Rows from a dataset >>
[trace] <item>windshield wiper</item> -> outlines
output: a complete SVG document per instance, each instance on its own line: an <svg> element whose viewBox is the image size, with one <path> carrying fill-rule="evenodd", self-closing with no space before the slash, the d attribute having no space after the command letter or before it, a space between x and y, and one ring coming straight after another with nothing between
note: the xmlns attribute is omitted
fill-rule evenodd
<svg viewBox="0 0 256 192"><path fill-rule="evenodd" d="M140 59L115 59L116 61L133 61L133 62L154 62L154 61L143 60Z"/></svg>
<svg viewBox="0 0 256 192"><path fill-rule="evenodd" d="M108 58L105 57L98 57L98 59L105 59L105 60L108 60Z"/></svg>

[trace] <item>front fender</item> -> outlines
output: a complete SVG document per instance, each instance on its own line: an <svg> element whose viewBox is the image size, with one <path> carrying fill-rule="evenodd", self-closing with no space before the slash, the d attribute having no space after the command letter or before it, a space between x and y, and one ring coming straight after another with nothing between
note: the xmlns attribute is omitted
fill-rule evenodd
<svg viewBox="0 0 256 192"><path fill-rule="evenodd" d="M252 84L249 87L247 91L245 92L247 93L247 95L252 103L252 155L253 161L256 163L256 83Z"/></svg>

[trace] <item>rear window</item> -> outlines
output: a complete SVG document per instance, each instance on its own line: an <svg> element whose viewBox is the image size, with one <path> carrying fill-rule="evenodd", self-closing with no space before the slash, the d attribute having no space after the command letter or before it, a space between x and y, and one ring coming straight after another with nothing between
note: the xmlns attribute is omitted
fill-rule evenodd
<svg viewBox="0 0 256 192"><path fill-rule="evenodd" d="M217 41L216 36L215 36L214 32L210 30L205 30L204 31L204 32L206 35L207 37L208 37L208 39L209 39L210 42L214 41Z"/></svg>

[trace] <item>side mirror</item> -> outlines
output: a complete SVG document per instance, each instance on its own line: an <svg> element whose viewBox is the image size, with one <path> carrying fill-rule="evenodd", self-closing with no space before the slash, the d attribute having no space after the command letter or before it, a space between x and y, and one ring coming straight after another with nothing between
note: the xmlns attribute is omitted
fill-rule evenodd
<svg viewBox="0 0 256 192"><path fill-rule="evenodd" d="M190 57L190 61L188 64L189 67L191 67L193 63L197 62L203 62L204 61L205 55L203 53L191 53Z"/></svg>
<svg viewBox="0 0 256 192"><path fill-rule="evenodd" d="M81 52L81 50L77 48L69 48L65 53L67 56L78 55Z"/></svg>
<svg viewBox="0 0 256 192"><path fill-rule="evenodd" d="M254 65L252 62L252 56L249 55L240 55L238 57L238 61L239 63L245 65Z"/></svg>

Exercise instructions >>
Retype the records in full. Keep every line identical to the original.

Correct output >>
[trace] <item>windshield wiper</item> -> outlines
output: a complete SVG document per instance, each instance on its own line: an <svg> element whose viewBox is the image size, with one <path> carrying fill-rule="evenodd", self-closing with no space before the slash, the d attribute having no space after the command letter or before it, a space between x and y, and one ring coming straight after another with nothing between
note: the xmlns attribute is omitted
fill-rule evenodd
<svg viewBox="0 0 256 192"><path fill-rule="evenodd" d="M140 59L115 59L116 61L133 61L133 62L154 62L154 61L143 60Z"/></svg>
<svg viewBox="0 0 256 192"><path fill-rule="evenodd" d="M108 58L105 57L98 57L98 59L105 59L105 60L108 60Z"/></svg>

[trace] <item>front fender</item> -> outlines
output: a complete SVG document per instance, each instance on its own line: an <svg> element whose viewBox is the image size, with one <path> carrying fill-rule="evenodd", self-closing with no space before the slash, the d attribute having no space after the command letter or before it, a space between x and y, and one ring coming straight after another with nothing between
note: the xmlns attribute is omitted
fill-rule evenodd
<svg viewBox="0 0 256 192"><path fill-rule="evenodd" d="M252 84L249 87L247 91L245 92L247 93L247 95L252 103L252 155L253 161L256 163L256 83Z"/></svg>

[trace] <item>rear window</item> -> outlines
output: a complete SVG document per instance, each instance on its own line: an <svg> element whose viewBox is the image size, with one <path> carrying fill-rule="evenodd", self-closing with no space before the slash, the d attribute having no space after the command letter or before it, a space between x and y, and one ring coming straight after another with nothing between
note: the xmlns attribute is omitted
fill-rule evenodd
<svg viewBox="0 0 256 192"><path fill-rule="evenodd" d="M217 41L216 36L215 36L214 32L210 30L205 30L204 31L204 32L206 35L207 37L208 37L208 39L209 39L210 42L214 41Z"/></svg>

[trace] <item>side mirror</item> -> outlines
output: a complete SVG document per instance, each instance on its own line: an <svg> element whose viewBox is the image size, with one <path> carrying fill-rule="evenodd", self-closing with no space before the slash, the d attribute having no space after the command letter or before it, a space between x and y, and one ring coming straight after another with nothing between
note: the xmlns attribute is omitted
fill-rule evenodd
<svg viewBox="0 0 256 192"><path fill-rule="evenodd" d="M190 57L190 61L188 64L189 67L191 67L193 63L197 62L203 62L204 61L205 55L203 53L191 53Z"/></svg>
<svg viewBox="0 0 256 192"><path fill-rule="evenodd" d="M81 52L81 50L77 48L69 48L65 53L67 56L78 55Z"/></svg>
<svg viewBox="0 0 256 192"><path fill-rule="evenodd" d="M254 65L252 62L252 56L249 55L240 55L238 57L238 61L239 63L245 65Z"/></svg>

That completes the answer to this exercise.